#### [GIVEN TEXT]
All of lore.kernel.org
 help / color / mirror / Atom feed
From: Jack Steiner <steiner@sgi.com>
To: mingo@elte.hu, tglx@linutronix.de, lenb@kernel.org,
	linux-acpi@vger.kernel.org, linux-kernel@vger.kernel.org
Subject: Re: [RFC] - Mapping ACPI tables as CACHED
Date: Tue, 17 Aug 2010 10:59:39 -0500	[thread overview]
Message-ID: <20100817155939.GA4354@sgi.com> (raw)
In-Reply-To: <20100722152220.GA18290@sgi.com>

On Thu, Jul 22, 2010 at 10:22:20AM -0500, Jack Steiner wrote:
> I'd like feedback on the following performance problem &
> suggestions for a proper solution.

I did some more digging & found something I should have seen earlier.
On EFI-enabled systems (like UV), the ACPI tables are already mapped as
WB memory. This is done in the EFI function efi_enter_virtual_mode().

The E820_ACPI & E820_NVS regions will be mapped as WB memory if the BIOS
sets the WB attribute in the EFI memmap entry for the chunk of memory.

The ACPI code in acpi_os_map_memory() is not currently aware of the EFI mapping
& currently maps the memory as UC. This seems like a bug.

In order to prevent attribute aliasing, I think the ACPI mapping needs to
be consistent with the EFI mapping.  Otherwise, we will have the OS
referencing the memory as UC at the same time BIOS is referencing it as WB.


> 
> 
> Large SGI UV systems (3072p, 5TB) take a long time to boot. A significant
> part of the boot time is scanning ACPI tables. ACPI tables on UV systems
> are located in RAM memory that is physically attached to node 0.

Coordinate annotation data
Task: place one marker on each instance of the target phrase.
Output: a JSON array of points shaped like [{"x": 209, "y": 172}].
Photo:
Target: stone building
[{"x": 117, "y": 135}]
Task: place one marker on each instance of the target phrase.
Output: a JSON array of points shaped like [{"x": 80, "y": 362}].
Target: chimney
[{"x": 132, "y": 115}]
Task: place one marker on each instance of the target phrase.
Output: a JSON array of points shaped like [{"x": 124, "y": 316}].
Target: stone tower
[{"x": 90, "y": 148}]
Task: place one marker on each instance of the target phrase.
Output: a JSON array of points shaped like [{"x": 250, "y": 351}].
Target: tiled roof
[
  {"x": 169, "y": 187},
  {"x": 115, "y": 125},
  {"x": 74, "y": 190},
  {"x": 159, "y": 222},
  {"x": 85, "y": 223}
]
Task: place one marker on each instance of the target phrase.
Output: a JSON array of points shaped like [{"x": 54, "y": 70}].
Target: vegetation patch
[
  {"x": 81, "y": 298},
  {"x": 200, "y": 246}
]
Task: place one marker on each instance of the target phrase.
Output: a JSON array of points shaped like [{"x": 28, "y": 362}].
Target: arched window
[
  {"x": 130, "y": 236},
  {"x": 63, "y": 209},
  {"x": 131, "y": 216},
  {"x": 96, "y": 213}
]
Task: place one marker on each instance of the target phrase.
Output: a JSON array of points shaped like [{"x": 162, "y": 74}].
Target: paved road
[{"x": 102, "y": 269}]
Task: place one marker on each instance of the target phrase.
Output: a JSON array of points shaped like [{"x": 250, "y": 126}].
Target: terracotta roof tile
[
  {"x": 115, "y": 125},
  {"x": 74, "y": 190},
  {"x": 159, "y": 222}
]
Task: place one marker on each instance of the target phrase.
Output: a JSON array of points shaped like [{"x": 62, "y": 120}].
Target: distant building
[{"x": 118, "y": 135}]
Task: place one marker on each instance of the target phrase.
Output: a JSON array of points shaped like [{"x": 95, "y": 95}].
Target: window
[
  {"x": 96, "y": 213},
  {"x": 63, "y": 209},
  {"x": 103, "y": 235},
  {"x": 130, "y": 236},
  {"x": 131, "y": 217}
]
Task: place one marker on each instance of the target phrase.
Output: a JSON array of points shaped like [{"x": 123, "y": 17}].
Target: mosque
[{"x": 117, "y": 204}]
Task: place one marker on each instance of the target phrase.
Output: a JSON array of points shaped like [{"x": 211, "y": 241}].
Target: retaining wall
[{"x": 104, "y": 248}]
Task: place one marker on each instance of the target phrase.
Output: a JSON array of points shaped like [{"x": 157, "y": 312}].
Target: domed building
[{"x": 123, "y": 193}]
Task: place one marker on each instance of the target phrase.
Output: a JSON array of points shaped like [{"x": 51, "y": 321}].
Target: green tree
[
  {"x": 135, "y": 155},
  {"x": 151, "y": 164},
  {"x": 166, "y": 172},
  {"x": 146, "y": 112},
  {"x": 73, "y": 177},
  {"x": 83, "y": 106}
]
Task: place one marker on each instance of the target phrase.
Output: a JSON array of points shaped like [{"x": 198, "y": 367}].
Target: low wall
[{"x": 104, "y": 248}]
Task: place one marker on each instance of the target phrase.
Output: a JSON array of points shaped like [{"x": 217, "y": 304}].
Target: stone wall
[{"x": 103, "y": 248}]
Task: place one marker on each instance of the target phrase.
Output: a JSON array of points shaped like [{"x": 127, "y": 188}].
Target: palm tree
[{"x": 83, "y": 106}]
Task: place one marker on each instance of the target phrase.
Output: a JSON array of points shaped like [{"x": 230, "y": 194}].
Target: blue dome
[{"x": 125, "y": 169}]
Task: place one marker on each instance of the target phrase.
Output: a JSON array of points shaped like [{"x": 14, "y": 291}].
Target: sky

#### [WORK TO COMPLETE]
Could you extract the passage of the ACPI table mapping post that starts at "On EFI-enabled systems" and ends at "referencing it as WB.", copying it word for word?

#### [TASK RESULT]
On EFI-enabled systems (like UV), the ACPI tables are already mapped as
WB memory. This is done in the EFI function efi_enter_virtual_mode().

The E820_ACPI & E820_NVS regions will be mapped as WB memory if the BIOS
sets the WB attribute in the EFI memmap entry for the chunk of memory.

The ACPI code in acpi_os_map_memory() is not currently aware of the EFI mapping
& currently maps the memory as UC. This seems like a bug.

In order to prevent attribute aliasing, I think the ACPI mapping needs to
be consistent with the EFI mapping.  Otherwise, we will have the OS
referencing the memory as UC at the same time BIOS is referencing it as WB.